▶ [EXERCISE BRIEF] Show every line of the items below that contains the word "background".

__________

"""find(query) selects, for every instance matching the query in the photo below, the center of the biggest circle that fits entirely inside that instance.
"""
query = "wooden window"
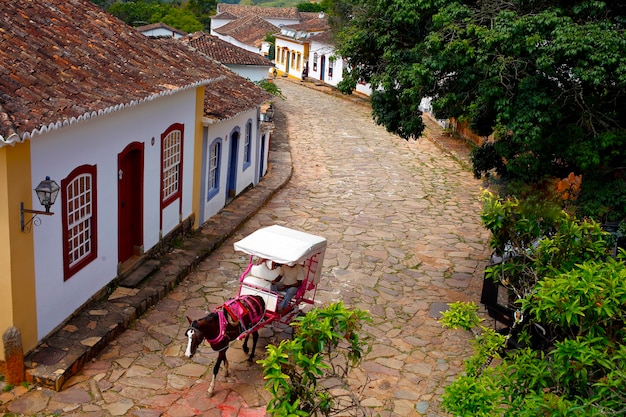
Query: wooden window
(78, 191)
(214, 169)
(172, 161)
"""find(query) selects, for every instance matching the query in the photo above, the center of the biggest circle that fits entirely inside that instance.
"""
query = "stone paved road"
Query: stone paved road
(404, 238)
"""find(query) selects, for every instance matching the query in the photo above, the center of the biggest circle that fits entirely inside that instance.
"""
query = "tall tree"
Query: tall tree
(546, 77)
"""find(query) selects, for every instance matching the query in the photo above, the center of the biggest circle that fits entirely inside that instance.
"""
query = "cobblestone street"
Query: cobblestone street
(404, 239)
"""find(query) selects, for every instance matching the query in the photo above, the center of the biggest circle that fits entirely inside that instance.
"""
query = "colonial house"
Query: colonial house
(248, 32)
(235, 142)
(125, 128)
(326, 66)
(293, 45)
(247, 64)
(161, 30)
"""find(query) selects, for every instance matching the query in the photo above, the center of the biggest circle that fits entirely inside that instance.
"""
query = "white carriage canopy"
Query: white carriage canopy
(281, 244)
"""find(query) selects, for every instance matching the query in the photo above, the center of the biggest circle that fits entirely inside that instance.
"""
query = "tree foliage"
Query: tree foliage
(560, 276)
(546, 77)
(191, 17)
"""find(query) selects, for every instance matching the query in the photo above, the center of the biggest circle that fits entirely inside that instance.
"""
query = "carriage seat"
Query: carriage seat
(263, 272)
(258, 282)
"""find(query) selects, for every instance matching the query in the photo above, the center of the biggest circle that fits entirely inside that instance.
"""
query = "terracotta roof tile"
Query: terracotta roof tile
(250, 30)
(160, 25)
(225, 52)
(225, 15)
(323, 37)
(62, 61)
(312, 25)
(240, 10)
(232, 95)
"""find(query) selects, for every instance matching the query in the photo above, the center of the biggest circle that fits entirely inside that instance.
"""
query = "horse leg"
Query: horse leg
(255, 338)
(245, 344)
(221, 357)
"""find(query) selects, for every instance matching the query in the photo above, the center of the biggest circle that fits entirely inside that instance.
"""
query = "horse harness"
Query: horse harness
(245, 311)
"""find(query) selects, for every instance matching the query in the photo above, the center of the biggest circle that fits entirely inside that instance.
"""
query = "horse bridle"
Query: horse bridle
(220, 335)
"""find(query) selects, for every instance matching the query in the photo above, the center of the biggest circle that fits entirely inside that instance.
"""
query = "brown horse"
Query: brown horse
(225, 325)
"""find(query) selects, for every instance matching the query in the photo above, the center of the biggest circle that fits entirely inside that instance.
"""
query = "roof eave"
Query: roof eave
(17, 137)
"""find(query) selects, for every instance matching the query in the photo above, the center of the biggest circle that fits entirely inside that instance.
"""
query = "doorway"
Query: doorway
(231, 182)
(130, 201)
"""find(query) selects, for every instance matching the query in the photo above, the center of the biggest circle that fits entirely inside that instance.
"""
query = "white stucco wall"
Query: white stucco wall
(99, 141)
(249, 176)
(315, 71)
(281, 64)
(235, 42)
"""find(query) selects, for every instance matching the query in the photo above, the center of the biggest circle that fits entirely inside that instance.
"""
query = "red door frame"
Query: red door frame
(130, 200)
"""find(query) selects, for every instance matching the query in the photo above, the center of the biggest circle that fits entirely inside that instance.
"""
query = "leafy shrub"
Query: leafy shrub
(308, 375)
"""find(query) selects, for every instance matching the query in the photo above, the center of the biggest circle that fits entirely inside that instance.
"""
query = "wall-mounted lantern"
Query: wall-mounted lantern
(47, 192)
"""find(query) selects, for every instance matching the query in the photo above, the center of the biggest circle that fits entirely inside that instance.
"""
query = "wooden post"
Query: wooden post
(14, 356)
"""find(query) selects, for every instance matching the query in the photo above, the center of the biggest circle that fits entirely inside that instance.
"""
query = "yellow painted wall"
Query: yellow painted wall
(197, 163)
(17, 270)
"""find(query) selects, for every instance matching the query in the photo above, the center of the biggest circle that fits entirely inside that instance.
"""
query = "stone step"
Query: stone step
(138, 275)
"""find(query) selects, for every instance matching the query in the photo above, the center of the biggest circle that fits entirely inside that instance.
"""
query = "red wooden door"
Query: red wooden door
(130, 201)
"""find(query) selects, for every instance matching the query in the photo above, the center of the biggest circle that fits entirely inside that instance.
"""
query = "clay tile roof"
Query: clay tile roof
(323, 37)
(309, 15)
(160, 25)
(225, 52)
(311, 25)
(63, 61)
(240, 10)
(232, 95)
(250, 30)
(225, 15)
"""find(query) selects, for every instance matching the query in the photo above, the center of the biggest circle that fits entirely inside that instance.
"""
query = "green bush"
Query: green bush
(309, 374)
(563, 279)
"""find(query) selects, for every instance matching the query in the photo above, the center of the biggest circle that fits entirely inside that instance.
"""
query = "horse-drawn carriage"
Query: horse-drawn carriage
(274, 252)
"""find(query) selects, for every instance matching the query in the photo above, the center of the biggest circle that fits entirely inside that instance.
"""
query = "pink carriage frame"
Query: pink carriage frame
(284, 246)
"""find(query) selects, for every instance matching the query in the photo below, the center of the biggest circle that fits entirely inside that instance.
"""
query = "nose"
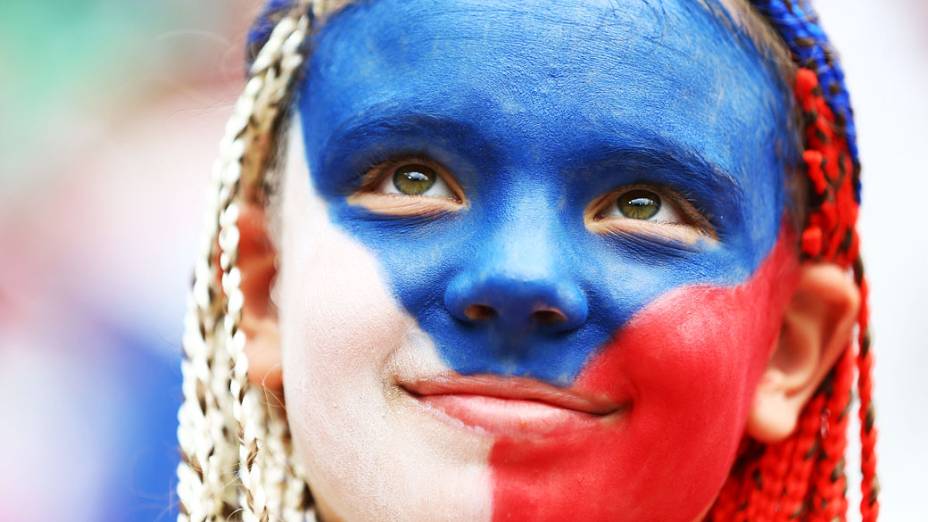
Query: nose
(517, 301)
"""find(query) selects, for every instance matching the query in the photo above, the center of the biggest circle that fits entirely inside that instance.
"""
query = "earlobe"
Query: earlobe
(257, 260)
(817, 327)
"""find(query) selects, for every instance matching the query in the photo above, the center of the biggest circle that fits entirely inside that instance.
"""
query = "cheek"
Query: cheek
(689, 363)
(344, 336)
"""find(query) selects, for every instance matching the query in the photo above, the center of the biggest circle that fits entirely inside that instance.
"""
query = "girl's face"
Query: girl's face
(533, 258)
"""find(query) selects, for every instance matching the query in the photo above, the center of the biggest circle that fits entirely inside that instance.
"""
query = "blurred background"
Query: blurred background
(110, 112)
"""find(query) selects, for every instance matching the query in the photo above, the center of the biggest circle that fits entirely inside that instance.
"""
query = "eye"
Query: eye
(416, 179)
(409, 187)
(644, 205)
(649, 211)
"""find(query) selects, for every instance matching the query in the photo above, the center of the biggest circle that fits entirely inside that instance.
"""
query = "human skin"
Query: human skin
(535, 111)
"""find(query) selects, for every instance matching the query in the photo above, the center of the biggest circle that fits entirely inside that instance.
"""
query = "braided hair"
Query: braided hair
(236, 454)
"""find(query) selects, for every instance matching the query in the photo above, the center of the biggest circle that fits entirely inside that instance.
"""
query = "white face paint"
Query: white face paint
(370, 451)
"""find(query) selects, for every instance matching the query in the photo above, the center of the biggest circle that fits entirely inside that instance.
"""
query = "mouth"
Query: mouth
(511, 406)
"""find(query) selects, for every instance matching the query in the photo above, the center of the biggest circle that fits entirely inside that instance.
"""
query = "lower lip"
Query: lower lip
(512, 417)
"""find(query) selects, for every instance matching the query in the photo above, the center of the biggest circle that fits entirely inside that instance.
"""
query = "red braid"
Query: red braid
(802, 477)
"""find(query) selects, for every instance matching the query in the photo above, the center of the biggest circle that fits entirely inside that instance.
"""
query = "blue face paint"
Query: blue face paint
(537, 110)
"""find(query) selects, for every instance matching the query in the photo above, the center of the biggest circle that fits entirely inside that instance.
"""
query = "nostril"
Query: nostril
(548, 317)
(479, 312)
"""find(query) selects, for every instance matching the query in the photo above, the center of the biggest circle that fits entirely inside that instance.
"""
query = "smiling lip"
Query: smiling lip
(511, 406)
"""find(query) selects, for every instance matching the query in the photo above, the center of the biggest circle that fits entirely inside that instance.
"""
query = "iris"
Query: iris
(414, 180)
(639, 204)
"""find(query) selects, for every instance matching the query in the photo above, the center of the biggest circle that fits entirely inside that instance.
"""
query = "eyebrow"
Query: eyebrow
(643, 156)
(379, 124)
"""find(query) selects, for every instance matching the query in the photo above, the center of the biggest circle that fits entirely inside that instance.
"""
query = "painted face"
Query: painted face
(539, 263)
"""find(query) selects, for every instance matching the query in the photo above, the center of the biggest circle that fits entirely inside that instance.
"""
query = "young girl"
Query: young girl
(537, 260)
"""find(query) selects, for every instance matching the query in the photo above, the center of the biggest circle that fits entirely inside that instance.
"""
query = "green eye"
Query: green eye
(414, 180)
(639, 204)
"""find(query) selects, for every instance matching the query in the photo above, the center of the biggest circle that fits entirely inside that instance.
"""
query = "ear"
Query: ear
(817, 328)
(257, 260)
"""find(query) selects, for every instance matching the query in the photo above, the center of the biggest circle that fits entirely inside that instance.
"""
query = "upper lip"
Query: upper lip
(513, 388)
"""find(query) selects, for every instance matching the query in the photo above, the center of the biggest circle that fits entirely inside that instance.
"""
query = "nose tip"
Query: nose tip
(517, 306)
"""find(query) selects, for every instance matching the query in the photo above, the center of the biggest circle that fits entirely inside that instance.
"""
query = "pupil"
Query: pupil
(414, 180)
(639, 204)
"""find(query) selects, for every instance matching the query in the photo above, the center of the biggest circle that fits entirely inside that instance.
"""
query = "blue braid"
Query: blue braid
(798, 25)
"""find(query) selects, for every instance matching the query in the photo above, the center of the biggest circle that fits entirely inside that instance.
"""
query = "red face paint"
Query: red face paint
(687, 365)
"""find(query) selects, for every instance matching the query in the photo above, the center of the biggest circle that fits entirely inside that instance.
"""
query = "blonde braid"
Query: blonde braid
(224, 423)
(202, 476)
(243, 161)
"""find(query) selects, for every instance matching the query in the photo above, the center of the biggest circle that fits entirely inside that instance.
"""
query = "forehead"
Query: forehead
(570, 71)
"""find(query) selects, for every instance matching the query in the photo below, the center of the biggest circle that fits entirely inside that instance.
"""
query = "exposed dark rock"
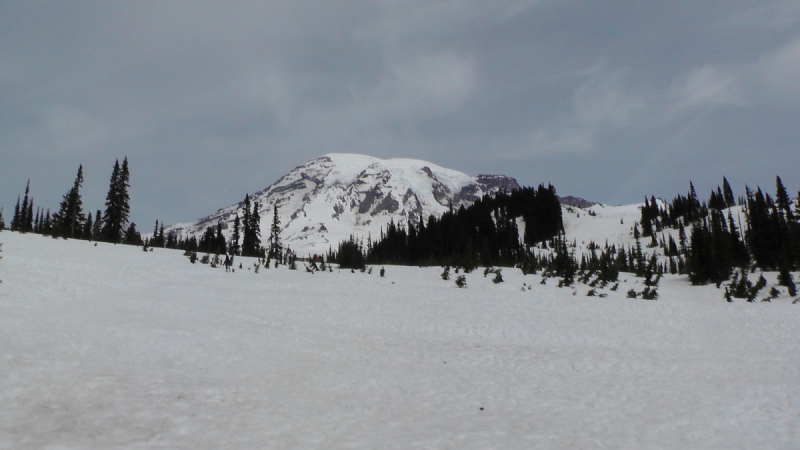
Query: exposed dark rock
(497, 182)
(576, 202)
(370, 197)
(388, 204)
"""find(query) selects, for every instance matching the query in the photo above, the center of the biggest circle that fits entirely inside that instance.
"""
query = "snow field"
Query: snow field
(110, 347)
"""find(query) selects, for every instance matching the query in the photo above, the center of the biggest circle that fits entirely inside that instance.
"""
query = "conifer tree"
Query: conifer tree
(251, 239)
(86, 234)
(97, 227)
(117, 212)
(29, 217)
(255, 229)
(70, 217)
(47, 227)
(233, 245)
(132, 237)
(23, 211)
(246, 236)
(15, 219)
(275, 246)
(727, 193)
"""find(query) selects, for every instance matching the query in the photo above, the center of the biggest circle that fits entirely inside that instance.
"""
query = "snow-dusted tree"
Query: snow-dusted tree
(97, 226)
(233, 244)
(275, 246)
(251, 233)
(115, 219)
(132, 237)
(69, 218)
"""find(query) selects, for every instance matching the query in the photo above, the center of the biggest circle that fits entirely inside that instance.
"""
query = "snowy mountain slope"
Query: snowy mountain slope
(325, 200)
(110, 347)
(614, 225)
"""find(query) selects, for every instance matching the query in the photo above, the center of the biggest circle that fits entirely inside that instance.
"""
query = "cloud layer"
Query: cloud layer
(210, 100)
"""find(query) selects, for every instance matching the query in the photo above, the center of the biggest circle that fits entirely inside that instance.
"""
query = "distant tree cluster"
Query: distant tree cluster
(70, 221)
(485, 233)
(719, 244)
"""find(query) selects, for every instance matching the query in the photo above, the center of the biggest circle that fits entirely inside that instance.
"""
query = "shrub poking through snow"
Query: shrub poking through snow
(498, 278)
(649, 294)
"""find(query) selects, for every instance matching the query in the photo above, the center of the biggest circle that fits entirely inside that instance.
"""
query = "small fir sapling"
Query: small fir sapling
(649, 294)
(786, 279)
(498, 278)
(446, 273)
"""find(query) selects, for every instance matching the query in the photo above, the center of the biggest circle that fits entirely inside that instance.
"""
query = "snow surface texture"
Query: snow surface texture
(110, 347)
(324, 201)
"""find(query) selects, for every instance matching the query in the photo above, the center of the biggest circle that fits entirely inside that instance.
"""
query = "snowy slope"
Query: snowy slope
(325, 200)
(110, 347)
(614, 225)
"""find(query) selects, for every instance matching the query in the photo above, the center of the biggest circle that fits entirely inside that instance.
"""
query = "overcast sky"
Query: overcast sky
(607, 100)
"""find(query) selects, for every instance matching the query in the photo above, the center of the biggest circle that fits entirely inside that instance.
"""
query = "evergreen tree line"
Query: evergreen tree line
(70, 220)
(244, 239)
(769, 239)
(485, 233)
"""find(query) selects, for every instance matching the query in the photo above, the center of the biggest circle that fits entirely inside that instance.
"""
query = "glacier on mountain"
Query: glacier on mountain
(324, 201)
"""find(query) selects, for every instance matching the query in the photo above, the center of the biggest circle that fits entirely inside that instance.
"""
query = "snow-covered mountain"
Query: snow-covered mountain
(331, 197)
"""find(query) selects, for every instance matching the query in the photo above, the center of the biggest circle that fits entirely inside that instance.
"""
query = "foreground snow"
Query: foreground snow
(111, 347)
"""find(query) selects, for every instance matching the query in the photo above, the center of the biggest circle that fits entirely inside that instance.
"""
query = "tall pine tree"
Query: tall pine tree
(115, 219)
(275, 246)
(70, 217)
(233, 246)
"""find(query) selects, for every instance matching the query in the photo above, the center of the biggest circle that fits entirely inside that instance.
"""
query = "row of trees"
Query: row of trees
(769, 238)
(70, 221)
(485, 233)
(244, 239)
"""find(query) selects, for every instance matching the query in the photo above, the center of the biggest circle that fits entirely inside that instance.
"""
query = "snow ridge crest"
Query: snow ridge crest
(333, 196)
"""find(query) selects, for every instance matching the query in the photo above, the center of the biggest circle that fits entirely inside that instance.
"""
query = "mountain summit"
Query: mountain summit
(333, 196)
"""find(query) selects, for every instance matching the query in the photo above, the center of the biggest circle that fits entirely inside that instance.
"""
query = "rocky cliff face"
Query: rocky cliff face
(331, 197)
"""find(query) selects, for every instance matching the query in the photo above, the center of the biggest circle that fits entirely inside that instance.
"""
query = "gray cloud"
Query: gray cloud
(209, 100)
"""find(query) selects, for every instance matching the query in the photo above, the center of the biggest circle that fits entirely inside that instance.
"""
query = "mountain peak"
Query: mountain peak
(335, 195)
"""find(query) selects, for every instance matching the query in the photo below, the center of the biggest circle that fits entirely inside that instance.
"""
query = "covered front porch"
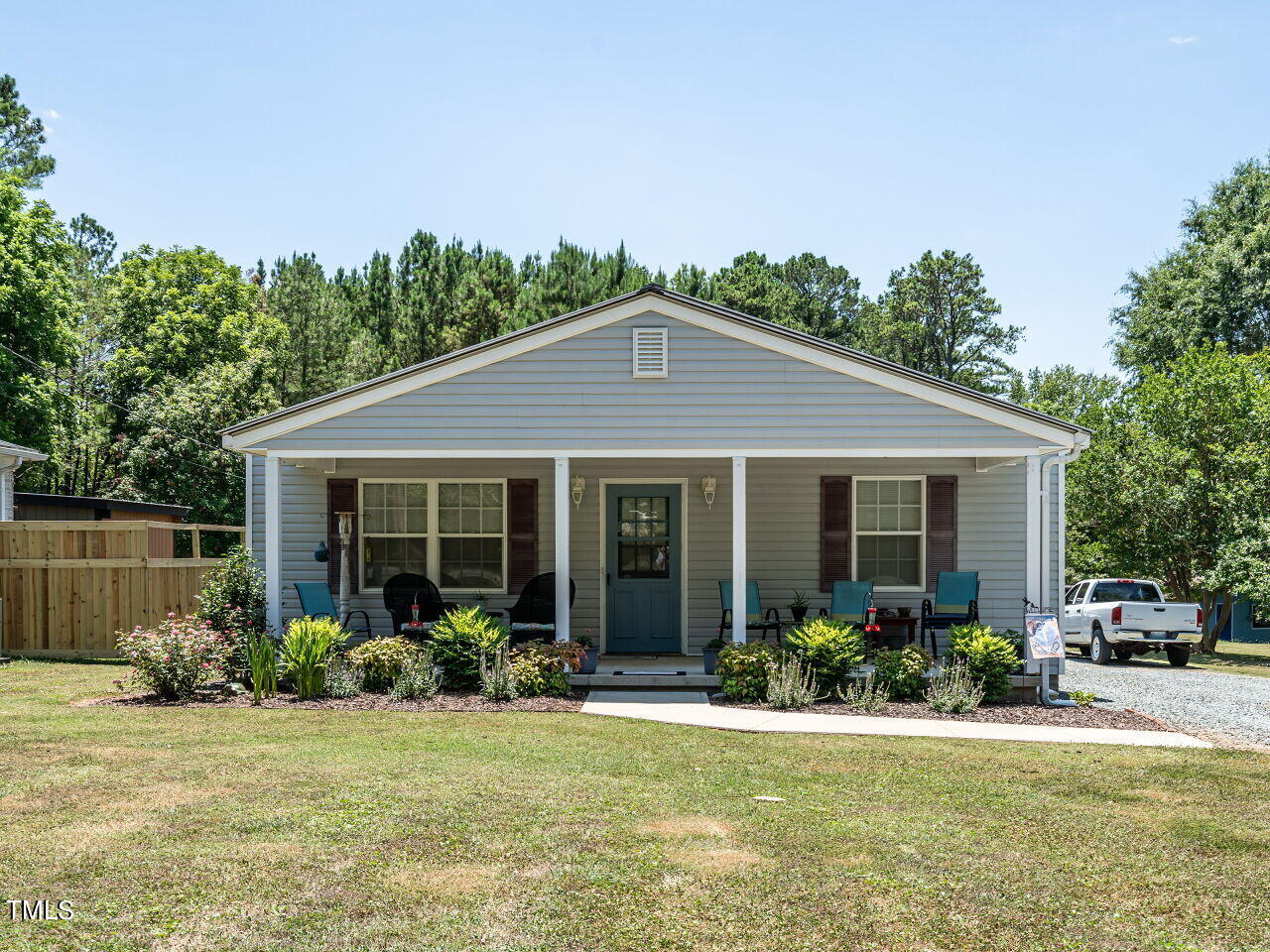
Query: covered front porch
(651, 538)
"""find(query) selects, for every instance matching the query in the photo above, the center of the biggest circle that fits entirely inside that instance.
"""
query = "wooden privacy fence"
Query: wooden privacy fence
(68, 587)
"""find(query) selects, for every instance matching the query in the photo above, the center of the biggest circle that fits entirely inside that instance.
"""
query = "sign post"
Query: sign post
(1044, 653)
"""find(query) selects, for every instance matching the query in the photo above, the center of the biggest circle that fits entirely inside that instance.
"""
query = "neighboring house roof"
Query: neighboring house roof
(771, 335)
(102, 503)
(8, 448)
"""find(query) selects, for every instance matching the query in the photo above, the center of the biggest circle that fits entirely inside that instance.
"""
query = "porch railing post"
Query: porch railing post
(273, 542)
(562, 546)
(738, 549)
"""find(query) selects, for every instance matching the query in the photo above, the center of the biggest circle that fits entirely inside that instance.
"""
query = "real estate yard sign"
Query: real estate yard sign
(1043, 643)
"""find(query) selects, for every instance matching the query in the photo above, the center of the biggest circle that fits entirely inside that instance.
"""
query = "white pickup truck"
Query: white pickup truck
(1129, 617)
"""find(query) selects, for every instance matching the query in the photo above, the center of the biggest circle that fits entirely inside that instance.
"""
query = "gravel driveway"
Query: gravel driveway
(1187, 697)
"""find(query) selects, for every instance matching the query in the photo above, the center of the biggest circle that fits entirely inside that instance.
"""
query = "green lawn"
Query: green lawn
(1229, 656)
(241, 829)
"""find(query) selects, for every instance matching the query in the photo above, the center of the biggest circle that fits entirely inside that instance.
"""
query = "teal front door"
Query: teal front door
(643, 570)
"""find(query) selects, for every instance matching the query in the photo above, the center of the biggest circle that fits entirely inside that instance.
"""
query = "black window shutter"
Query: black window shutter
(341, 498)
(940, 527)
(834, 531)
(522, 534)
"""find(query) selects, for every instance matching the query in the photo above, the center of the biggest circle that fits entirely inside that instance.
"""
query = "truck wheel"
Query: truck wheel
(1178, 656)
(1100, 649)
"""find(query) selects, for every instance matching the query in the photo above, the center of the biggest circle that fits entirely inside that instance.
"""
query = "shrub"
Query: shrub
(262, 658)
(381, 660)
(539, 669)
(743, 670)
(417, 680)
(307, 651)
(902, 674)
(460, 639)
(497, 678)
(987, 655)
(832, 649)
(790, 683)
(953, 689)
(343, 679)
(232, 601)
(869, 696)
(177, 655)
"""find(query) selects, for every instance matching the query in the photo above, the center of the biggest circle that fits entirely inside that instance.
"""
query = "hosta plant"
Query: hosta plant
(177, 655)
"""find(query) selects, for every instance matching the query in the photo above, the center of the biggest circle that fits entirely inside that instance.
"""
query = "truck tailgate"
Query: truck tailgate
(1152, 616)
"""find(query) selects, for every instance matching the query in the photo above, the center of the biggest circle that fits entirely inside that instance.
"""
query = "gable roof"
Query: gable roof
(654, 298)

__________

▶ [COMPLETE OUTPUT]
query = "blurred background"
Query: blurred background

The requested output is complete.